Una pequeña niña decide que los dos cuadros que más le gustan del Museo del Louvre son dos obras poco conocidas de Hubert Robert: Proyecto para la transformación de la Gran Galería del Louvre y Vista imaginaria de la Gran Galería del Louvre en ruinas. Una elección sorprendente a primera vista, pero que resume a la perfección la vida de Catherine Meurisse: una juventud marcada por la pasión por el arte y el arte como única salvación entre las ruinas que dejó el terrible atentado que acabó con la vida de sus compañeros en la revista satírica Charlie Hebdo. En La levedad, la autora hacía un doloroso ejercicio de introspección en la tragedia sinsentido, en el trauma de unas muertes que no tenían lógica ninguna y que abría un abismo de miedos, tristezas y preguntas sin respuesta, para los que solo encontraría alivio en el arte. Su pasión por las artes sería su clavo ardiendo particular, desde el que reflexionar sin perderse por los vericuetos de la desesperación y la rabia. Una experiencia única que conecta directamente con su siguiente obra, Los grandes espacios (Editorial Impedimenta, traducción de Rubén Martín Giráldez), donde la autora se plantea una cuestión aparentemente sencilla: «¿cómo llegué al arte?». Pero para encontrar respuestas, solo hay una opción: volver a su infancia, a esa campiña francesa en la que creció, a recordar cómo nació su pasión por la literatura y el arte. Pero no desde la perspectiva de la nostalgia, definida por la pequeña hermana de Catherine como «¡cosas de viejos!», sino desde los recuerdos de la mirada de una niña analizados con la voz de una adulta. Volver a los espacios del pasado desde la perspectiva del presente y reconocer los contrastes de la vida en un pequeño pueblo de 200 habitantes como los lugares donde nace la curiosidad y el descubrimiento. Esos resquicios por los que empezaron a colarse las palabras de los grandes literatos, sin miedo a comprobar que las mismas sensaciones que evocan los olores de una magdalena recién hecha se pueden encontrar en el penetrante olor de la tierra recién abonada, esa «caca que huele bien» en palabras de la niña. Que la sensualidad y pasión arrebatada de Baudelaire estaba desde hace milenios en las delicada recreación sexual de las orquídeas; que la rebeldía de Zola está en la reivindicación del campo frente a la tecnificación forzada de un futuro incierto o que la curiosidad por el descubrimiento de Loti puede estar en cualquier piedra de un antiguo muro.

Registros sin procesar
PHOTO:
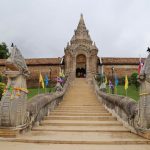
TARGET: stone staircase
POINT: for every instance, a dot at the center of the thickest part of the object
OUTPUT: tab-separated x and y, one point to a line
80	122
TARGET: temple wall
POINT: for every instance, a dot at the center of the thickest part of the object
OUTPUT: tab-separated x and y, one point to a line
33	80
120	70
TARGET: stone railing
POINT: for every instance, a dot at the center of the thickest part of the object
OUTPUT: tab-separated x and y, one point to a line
40	105
123	107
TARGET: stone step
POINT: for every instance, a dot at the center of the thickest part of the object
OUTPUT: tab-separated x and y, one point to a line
78	114
77	107
79	123
95	118
81	108
25	146
9	132
82	128
82	111
52	137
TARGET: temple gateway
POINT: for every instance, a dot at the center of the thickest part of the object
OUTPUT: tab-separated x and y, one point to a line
81	58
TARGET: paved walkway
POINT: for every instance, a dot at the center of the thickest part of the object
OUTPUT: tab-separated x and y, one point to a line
79	122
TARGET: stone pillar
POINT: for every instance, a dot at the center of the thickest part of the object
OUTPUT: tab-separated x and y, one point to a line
13	103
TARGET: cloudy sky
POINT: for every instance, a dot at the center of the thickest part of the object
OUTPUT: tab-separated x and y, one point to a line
42	28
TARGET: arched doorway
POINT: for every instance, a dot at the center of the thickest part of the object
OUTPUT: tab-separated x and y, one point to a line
81	66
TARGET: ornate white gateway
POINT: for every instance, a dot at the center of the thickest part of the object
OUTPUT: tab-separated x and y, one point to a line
81	54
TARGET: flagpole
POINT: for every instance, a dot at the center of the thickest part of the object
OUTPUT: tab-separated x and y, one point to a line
126	92
39	83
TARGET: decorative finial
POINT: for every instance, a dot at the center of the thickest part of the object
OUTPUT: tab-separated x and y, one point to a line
12	44
148	49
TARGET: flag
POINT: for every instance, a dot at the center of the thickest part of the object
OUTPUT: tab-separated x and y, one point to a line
105	80
126	82
116	80
141	64
61	74
41	81
46	80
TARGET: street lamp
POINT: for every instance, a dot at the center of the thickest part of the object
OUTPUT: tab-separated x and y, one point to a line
112	69
50	73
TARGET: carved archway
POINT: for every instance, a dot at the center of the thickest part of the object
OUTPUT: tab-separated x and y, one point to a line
81	66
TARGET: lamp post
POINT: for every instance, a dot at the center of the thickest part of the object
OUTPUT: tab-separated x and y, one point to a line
50	73
112	69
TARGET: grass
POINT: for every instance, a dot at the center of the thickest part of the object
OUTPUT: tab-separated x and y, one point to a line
35	91
131	91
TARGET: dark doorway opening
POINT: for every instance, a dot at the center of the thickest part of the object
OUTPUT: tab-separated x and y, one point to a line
81	66
80	72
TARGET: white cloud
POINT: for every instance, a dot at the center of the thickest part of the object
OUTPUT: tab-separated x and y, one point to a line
42	28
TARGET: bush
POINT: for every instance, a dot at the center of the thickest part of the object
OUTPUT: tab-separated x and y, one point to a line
134	80
122	81
2	87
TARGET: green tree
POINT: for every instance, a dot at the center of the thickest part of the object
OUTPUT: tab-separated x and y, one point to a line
4	52
134	79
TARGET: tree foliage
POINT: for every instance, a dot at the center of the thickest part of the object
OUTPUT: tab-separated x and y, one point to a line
4	52
134	79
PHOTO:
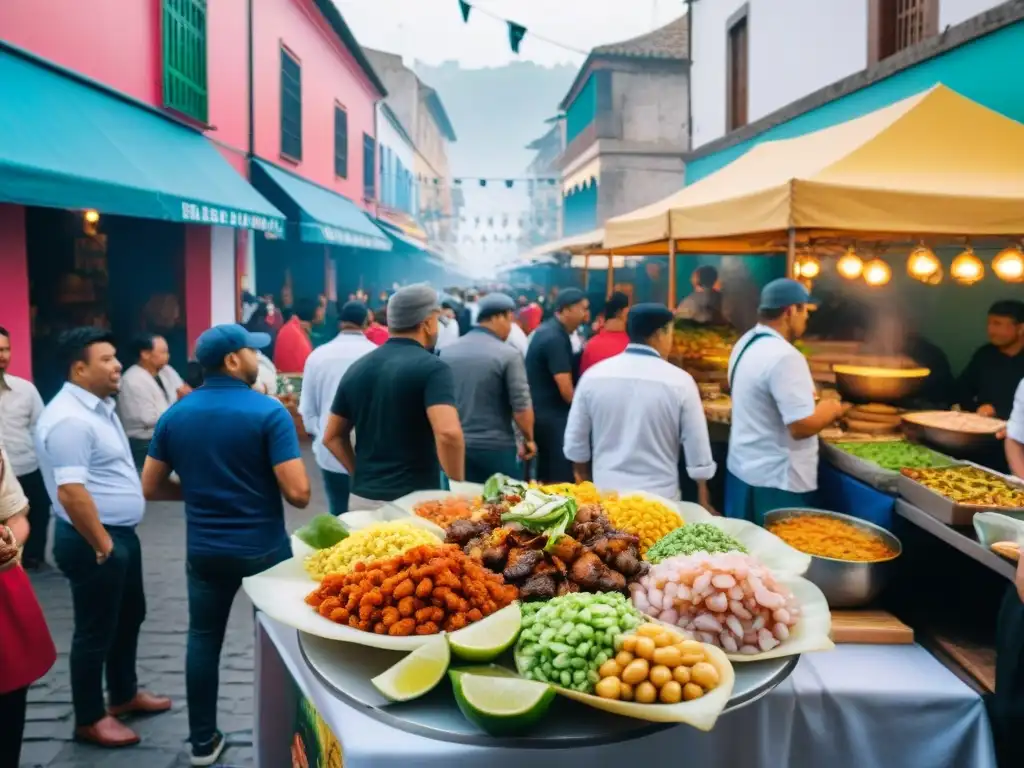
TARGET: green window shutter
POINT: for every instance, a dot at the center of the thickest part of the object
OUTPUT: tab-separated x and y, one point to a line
291	107
340	142
184	57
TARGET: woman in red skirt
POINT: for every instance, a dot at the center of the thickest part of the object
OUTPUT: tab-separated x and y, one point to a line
27	650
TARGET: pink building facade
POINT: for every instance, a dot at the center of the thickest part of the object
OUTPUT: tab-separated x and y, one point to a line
187	61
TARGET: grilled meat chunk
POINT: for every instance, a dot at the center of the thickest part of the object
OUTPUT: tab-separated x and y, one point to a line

**Enunciado 1**
Según el texto sobre Catherine Meurisse, ¿quién firmó la traducción de Los grandes espacios?
**Enunciado 2**
Prolonga el texto sobre Catherine Meurisse a partir de su última oración.

**Respuesta escrita 1**
Rubén Martín Giráldez.

**Respuesta escrita 2**
La niña Catherine habla con voz de niña y sus ojos nos hablan de curiosidad infinita, de descubrimiento a cada paso, de sorpresa ingenua en cada rincón. Pero sus palabras son las de una adulta, ferviente letraherida, que no entiende ya la existencia sin las páginas de las obras que la marcaron. La memoria no conoce de fechas y pone en boca de la niña palabras leídas muchos años después, sin que chirríen, al contrario, creando una lógica inapelable de la construcción de la personalidad por la cultura. Y en ese camino, el arte comienza a asaltar desde cada esquina, porque la naturaleza que recuerda Meurisse es la que plasmaron los pintores románticos en sus cuadros, la que imaginó desde sus dibujos. El arte es el árbol centenario que acompaña al ser humano, siempre ahí, casi escondido, a veces inadvertido, pero siempre a nuestro lado mientras crecemos. Cambiando como nosotros, hasta quedar fijo en una imagen que nuestra mente ancla como recuerdo, como parte inseparable de nuestro ser. Como decía Proust, Meurisse viaja con los ojos de otro, los de su yo infantil, para reconciliarse consigo misma, con el humor y con el dibujo.

Una obra imprescindible.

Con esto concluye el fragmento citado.